**What to work on**
Rewrite the records from the line containing "Consider the photo below. For each instance of the tree, where" through the end of the records, replacing "tree" with "oak" and keeping everything else the same. Omit the pictures from your answer.

**Extracted data**
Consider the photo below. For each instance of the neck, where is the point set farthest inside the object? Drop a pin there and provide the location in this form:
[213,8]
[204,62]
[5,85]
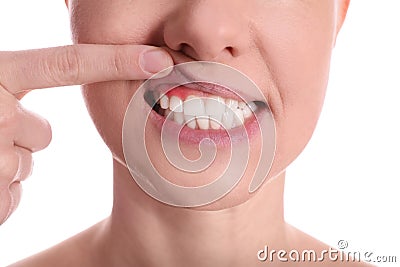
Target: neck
[144,232]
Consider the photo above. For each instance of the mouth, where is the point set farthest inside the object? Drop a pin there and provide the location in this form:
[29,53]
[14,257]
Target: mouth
[204,110]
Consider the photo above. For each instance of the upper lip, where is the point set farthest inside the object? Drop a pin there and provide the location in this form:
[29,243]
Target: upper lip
[203,79]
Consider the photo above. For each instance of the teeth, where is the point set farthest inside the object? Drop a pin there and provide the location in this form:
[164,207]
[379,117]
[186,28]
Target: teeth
[175,104]
[205,113]
[190,121]
[227,119]
[179,118]
[215,108]
[194,106]
[164,102]
[247,112]
[239,118]
[215,125]
[203,122]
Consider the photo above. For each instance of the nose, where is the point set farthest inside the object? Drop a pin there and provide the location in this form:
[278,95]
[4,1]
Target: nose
[207,30]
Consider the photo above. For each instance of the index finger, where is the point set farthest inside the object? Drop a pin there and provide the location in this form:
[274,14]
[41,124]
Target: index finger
[79,64]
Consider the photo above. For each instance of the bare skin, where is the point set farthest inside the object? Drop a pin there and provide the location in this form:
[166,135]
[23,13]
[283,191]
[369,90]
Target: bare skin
[291,68]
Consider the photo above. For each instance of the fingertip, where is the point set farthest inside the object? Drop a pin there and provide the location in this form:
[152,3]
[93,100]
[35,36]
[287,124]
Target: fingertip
[156,60]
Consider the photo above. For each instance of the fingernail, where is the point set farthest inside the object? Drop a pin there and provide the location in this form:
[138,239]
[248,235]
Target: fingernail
[155,60]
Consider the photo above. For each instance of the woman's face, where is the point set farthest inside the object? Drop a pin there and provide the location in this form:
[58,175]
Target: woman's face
[284,46]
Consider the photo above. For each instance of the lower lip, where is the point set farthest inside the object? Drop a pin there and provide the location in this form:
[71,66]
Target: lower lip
[221,137]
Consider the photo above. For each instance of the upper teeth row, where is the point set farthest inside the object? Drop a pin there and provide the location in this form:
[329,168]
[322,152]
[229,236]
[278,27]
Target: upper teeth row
[207,112]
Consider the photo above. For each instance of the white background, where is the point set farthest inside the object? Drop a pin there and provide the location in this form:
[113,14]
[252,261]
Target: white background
[344,186]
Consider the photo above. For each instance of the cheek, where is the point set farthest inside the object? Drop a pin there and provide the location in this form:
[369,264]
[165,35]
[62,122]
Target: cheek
[106,103]
[298,57]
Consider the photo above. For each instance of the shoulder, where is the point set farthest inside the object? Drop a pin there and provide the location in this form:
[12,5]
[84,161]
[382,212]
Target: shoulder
[75,251]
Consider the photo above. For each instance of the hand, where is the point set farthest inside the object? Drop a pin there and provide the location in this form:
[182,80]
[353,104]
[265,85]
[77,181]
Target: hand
[23,132]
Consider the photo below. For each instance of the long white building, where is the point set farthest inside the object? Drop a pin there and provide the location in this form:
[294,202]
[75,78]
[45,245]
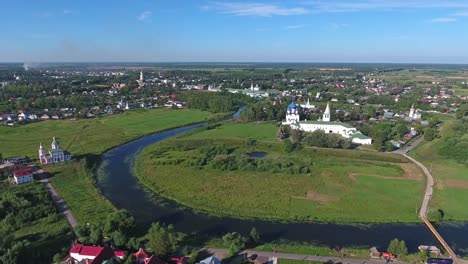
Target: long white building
[325,124]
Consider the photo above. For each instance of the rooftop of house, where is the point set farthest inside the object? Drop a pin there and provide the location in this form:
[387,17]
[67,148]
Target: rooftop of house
[22,172]
[360,136]
[327,123]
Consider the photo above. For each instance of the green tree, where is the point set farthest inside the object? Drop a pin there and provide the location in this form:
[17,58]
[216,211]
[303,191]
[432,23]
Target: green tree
[436,216]
[234,241]
[161,239]
[120,221]
[398,248]
[254,236]
[95,234]
[462,111]
[401,130]
[429,134]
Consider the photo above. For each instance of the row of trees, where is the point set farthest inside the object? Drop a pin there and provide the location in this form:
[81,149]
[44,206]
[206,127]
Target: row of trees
[25,206]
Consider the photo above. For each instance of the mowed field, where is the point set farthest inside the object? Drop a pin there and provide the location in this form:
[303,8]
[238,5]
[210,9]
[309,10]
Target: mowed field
[92,135]
[343,185]
[265,131]
[451,178]
[88,137]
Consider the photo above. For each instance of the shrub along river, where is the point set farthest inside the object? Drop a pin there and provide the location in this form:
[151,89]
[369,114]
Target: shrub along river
[117,183]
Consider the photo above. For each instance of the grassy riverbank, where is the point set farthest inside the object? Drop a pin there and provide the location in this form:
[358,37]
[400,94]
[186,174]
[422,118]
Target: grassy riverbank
[86,136]
[74,181]
[31,227]
[450,176]
[318,185]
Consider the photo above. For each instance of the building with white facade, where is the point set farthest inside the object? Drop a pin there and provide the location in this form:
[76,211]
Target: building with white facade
[22,175]
[141,81]
[414,114]
[307,105]
[325,124]
[56,154]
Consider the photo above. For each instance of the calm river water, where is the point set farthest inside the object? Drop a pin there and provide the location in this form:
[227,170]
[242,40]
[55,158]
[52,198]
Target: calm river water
[118,184]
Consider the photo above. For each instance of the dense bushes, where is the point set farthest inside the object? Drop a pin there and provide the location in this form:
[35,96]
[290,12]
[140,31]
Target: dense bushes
[456,146]
[321,139]
[19,208]
[227,158]
[30,206]
[214,102]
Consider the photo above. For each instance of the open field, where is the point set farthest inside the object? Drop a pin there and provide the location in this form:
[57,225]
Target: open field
[29,214]
[77,188]
[265,131]
[451,177]
[92,135]
[86,137]
[318,185]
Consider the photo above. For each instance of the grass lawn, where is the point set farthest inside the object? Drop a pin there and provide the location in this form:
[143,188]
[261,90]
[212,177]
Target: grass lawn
[260,131]
[311,249]
[46,235]
[91,136]
[296,261]
[78,190]
[343,186]
[451,178]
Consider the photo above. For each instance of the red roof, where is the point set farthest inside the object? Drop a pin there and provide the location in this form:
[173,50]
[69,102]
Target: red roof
[140,254]
[154,260]
[22,172]
[86,250]
[98,254]
[120,253]
[91,251]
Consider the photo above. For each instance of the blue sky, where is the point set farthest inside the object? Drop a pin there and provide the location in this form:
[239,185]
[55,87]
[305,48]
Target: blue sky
[416,31]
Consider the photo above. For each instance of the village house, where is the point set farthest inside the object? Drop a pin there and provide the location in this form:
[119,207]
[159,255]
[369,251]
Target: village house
[141,257]
[56,154]
[22,175]
[93,254]
[325,124]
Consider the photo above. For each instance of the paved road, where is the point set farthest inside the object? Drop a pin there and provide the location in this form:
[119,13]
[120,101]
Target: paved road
[304,257]
[427,197]
[59,202]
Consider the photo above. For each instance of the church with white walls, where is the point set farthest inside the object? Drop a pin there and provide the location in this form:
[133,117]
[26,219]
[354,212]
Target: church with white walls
[325,124]
[56,154]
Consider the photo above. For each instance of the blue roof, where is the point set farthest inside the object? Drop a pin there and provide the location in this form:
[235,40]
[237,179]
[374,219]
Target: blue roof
[292,105]
[211,260]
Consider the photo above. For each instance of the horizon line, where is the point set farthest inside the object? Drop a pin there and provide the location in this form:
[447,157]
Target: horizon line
[232,62]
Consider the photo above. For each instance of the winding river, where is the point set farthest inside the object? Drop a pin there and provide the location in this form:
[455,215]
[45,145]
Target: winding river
[117,183]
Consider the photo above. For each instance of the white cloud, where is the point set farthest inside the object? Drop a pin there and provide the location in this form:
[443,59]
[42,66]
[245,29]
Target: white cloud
[255,9]
[335,6]
[465,13]
[144,16]
[336,26]
[443,20]
[294,26]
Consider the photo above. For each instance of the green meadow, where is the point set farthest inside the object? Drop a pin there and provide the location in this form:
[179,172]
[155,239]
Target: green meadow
[265,131]
[72,180]
[84,136]
[28,214]
[451,177]
[319,184]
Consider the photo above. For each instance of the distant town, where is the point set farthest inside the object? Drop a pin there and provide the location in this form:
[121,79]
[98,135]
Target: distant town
[278,143]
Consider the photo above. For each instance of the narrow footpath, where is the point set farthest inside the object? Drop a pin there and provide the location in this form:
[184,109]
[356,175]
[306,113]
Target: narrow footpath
[323,259]
[427,198]
[59,202]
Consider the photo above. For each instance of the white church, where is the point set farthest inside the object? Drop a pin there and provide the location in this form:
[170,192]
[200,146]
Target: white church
[56,154]
[345,130]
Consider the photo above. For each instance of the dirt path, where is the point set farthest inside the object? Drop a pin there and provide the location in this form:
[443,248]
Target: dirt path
[59,202]
[427,198]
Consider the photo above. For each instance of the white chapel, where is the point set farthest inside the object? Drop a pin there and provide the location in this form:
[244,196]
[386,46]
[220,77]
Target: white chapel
[325,124]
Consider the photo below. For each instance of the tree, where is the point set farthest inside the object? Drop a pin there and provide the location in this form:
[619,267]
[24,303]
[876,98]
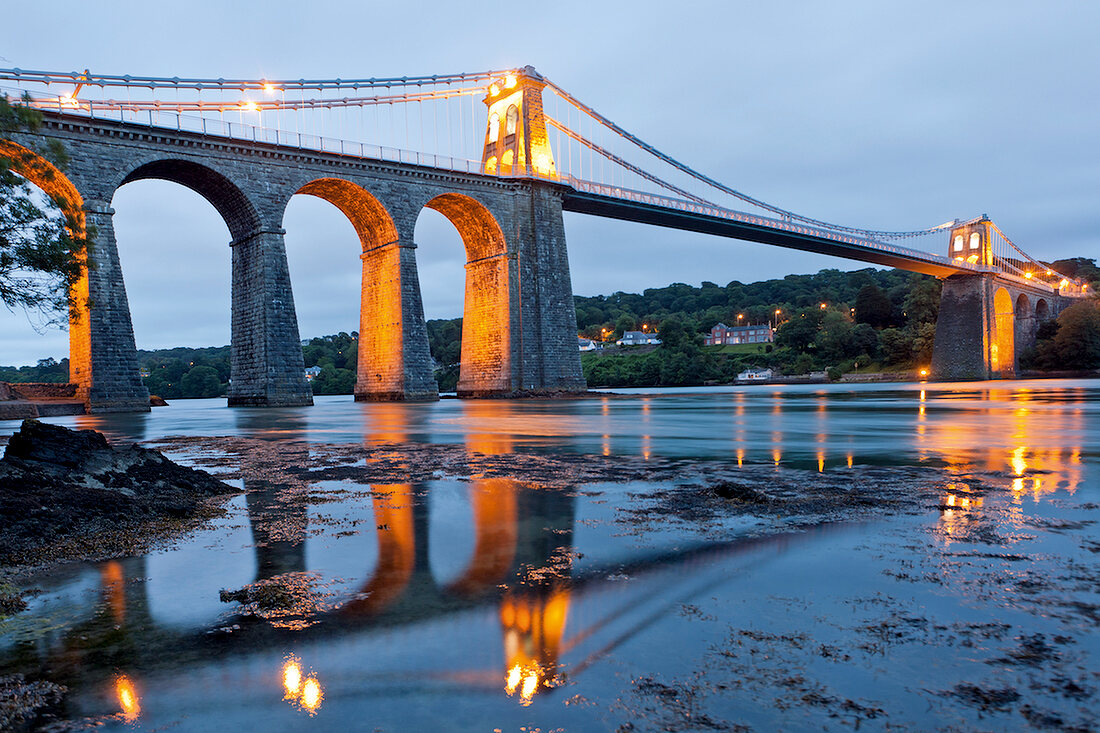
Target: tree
[42,245]
[200,382]
[1077,342]
[872,306]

**Reply to the task**
Consider the photo below. For each instance of the oak, where is the point set farthest inside the object? Drop a pin there and provide the location in this form:
[619,267]
[24,303]
[876,98]
Target: oak
[42,245]
[200,382]
[1077,342]
[872,306]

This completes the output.